- EXERCISE OBJECTIVE
Print the lines below exactly, beginning with the one that contains "Query: forested valley" and stopping after the last line.
*** INPUT FOR THIS TASK Section Begins ***
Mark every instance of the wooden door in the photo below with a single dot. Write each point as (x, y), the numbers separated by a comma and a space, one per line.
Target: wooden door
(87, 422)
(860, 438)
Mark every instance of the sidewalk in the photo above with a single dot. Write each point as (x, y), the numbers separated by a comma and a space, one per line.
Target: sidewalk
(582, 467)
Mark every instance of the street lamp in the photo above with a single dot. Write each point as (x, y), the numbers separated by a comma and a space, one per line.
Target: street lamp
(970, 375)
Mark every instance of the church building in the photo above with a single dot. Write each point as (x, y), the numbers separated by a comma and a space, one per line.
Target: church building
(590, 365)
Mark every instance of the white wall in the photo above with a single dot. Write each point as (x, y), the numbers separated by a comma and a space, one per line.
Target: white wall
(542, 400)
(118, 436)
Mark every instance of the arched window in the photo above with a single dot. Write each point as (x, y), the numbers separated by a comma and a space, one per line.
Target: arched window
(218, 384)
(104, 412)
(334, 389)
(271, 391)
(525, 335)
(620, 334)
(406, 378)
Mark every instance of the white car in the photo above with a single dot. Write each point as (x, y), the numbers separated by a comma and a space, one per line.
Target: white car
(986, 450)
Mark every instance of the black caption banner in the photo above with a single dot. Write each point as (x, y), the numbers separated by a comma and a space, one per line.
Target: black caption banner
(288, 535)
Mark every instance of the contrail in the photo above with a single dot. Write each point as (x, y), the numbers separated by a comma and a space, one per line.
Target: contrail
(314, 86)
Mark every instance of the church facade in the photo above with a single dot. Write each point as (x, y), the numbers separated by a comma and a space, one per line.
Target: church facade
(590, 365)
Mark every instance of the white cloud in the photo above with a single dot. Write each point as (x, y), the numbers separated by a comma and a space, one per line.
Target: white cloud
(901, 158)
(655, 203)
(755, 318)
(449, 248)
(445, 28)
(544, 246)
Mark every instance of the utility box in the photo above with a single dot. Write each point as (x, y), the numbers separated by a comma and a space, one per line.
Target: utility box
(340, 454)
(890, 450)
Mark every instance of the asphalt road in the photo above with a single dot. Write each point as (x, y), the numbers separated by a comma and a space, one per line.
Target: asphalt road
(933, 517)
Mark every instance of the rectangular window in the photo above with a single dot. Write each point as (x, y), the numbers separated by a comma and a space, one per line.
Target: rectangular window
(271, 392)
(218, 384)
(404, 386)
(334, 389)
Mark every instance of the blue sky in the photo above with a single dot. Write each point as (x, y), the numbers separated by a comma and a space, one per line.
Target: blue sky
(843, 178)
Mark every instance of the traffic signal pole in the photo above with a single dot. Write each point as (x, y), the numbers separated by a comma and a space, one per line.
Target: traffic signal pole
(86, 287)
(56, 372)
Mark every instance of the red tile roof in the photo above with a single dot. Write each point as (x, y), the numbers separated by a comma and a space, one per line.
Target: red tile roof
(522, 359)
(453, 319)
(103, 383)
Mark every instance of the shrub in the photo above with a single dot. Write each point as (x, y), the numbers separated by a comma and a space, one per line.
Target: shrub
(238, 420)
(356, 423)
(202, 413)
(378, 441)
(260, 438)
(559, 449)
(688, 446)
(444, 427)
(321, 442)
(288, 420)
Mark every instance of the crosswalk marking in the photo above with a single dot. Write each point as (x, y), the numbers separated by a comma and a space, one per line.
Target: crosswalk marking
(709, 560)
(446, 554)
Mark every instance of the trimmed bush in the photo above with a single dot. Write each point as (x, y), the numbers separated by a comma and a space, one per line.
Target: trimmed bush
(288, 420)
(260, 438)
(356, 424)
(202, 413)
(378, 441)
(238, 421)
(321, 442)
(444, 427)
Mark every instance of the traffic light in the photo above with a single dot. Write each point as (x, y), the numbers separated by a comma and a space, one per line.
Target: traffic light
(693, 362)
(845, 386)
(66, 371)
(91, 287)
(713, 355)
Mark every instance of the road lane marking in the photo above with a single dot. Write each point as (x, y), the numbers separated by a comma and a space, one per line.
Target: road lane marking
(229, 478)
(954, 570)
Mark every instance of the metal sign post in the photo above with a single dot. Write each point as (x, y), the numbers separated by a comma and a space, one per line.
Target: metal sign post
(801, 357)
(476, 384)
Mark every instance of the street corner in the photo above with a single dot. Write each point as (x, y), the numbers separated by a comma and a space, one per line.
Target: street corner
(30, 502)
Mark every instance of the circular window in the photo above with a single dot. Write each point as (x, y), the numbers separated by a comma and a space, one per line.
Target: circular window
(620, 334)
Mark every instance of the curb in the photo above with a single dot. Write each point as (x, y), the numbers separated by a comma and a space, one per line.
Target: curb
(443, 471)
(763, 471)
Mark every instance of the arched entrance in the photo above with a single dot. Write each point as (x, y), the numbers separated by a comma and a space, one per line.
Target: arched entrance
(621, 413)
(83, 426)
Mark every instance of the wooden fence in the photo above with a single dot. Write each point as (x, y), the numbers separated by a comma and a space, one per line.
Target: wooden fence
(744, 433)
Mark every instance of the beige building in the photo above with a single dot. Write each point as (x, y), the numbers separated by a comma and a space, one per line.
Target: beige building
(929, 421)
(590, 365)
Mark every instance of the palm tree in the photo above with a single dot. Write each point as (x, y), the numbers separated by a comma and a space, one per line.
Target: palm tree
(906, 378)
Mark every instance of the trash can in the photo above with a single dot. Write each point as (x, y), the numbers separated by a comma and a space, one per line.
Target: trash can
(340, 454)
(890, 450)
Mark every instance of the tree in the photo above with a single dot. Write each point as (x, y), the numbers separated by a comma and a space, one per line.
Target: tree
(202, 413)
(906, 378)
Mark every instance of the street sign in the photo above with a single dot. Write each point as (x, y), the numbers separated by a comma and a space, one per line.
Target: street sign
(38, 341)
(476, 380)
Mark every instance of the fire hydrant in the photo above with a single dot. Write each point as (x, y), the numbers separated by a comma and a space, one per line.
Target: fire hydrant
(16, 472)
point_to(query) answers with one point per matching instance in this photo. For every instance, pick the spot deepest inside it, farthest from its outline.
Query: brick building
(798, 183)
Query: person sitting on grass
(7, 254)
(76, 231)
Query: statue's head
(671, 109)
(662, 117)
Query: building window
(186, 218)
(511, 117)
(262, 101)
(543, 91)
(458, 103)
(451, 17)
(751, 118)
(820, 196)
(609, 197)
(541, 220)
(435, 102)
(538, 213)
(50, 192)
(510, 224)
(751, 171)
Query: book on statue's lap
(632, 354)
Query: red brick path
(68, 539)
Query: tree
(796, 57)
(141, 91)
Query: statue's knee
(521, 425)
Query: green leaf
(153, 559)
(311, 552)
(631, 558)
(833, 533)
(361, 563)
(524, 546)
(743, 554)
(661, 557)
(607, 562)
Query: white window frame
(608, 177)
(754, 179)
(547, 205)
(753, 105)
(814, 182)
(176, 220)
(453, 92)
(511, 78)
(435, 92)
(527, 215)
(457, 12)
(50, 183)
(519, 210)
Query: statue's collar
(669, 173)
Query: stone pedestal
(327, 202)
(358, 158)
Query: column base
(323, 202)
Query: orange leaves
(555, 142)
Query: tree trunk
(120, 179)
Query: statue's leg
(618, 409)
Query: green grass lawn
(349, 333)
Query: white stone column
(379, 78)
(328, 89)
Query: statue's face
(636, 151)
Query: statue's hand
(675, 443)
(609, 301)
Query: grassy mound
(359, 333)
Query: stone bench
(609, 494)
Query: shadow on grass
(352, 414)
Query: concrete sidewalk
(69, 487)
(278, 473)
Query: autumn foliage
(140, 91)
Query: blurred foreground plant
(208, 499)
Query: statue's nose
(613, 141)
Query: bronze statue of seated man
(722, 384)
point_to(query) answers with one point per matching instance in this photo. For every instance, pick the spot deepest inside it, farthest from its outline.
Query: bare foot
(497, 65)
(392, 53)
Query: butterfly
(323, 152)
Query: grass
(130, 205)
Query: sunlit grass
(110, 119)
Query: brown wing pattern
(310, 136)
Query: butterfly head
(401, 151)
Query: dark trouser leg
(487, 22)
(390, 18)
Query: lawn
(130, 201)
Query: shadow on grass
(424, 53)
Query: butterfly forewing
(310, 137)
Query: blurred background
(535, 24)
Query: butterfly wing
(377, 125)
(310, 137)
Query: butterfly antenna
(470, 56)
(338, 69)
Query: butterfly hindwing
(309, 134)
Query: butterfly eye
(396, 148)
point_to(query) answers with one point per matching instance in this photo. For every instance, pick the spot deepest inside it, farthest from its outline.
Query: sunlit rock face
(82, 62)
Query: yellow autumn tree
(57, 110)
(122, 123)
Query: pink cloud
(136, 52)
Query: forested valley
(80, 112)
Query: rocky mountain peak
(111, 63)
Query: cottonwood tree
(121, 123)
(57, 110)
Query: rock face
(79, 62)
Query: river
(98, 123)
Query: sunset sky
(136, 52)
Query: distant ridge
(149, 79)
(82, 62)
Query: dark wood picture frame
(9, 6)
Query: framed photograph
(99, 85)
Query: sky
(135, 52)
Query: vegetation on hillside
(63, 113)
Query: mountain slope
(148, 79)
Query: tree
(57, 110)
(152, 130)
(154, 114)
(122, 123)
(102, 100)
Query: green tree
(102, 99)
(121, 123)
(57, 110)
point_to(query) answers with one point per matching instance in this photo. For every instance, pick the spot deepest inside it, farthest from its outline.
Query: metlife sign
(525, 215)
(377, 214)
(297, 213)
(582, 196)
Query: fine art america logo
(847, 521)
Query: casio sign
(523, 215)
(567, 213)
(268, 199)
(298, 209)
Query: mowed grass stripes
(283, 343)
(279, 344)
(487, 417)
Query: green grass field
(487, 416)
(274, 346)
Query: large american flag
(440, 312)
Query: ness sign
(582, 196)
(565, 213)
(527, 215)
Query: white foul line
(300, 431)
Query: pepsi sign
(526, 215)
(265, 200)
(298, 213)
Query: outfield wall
*** INPUT FOR THIS TASK Section Ends ***
- RESPONSE BOX
Query: forested valley
(80, 112)
Query: rocky mountain peak
(111, 63)
Query: cottonwood tree
(121, 123)
(57, 110)
Query: rock face
(79, 62)
Query: river
(98, 123)
Query: sunset sky
(136, 52)
Query: distant ridge
(149, 79)
(82, 62)
Query: dark wood picture frame
(9, 6)
Query: framed photograph
(99, 85)
Query: sky
(135, 52)
Query: vegetation on hillside
(63, 113)
Query: mountain slope
(148, 79)
Query: tree
(57, 110)
(152, 130)
(154, 114)
(122, 123)
(102, 100)
Query: green tree
(102, 99)
(121, 123)
(57, 110)
point_to(query) answers with one point per matching instance in this photo. For every instance, pick the spot deepest inside it, farthest from its outline.
Query: metlife sign
(525, 215)
(377, 214)
(297, 213)
(582, 196)
Query: fine art america logo
(847, 521)
Query: casio sign
(523, 215)
(567, 213)
(268, 199)
(298, 209)
Query: mowed grass stripes
(283, 343)
(279, 344)
(487, 417)
Query: green grass field
(487, 416)
(274, 346)
Query: large american flag
(440, 312)
Query: ness sign
(582, 196)
(565, 213)
(527, 215)
Query: white foul line
(300, 431)
Query: pepsi sign
(526, 215)
(265, 200)
(298, 213)
Query: outfield wall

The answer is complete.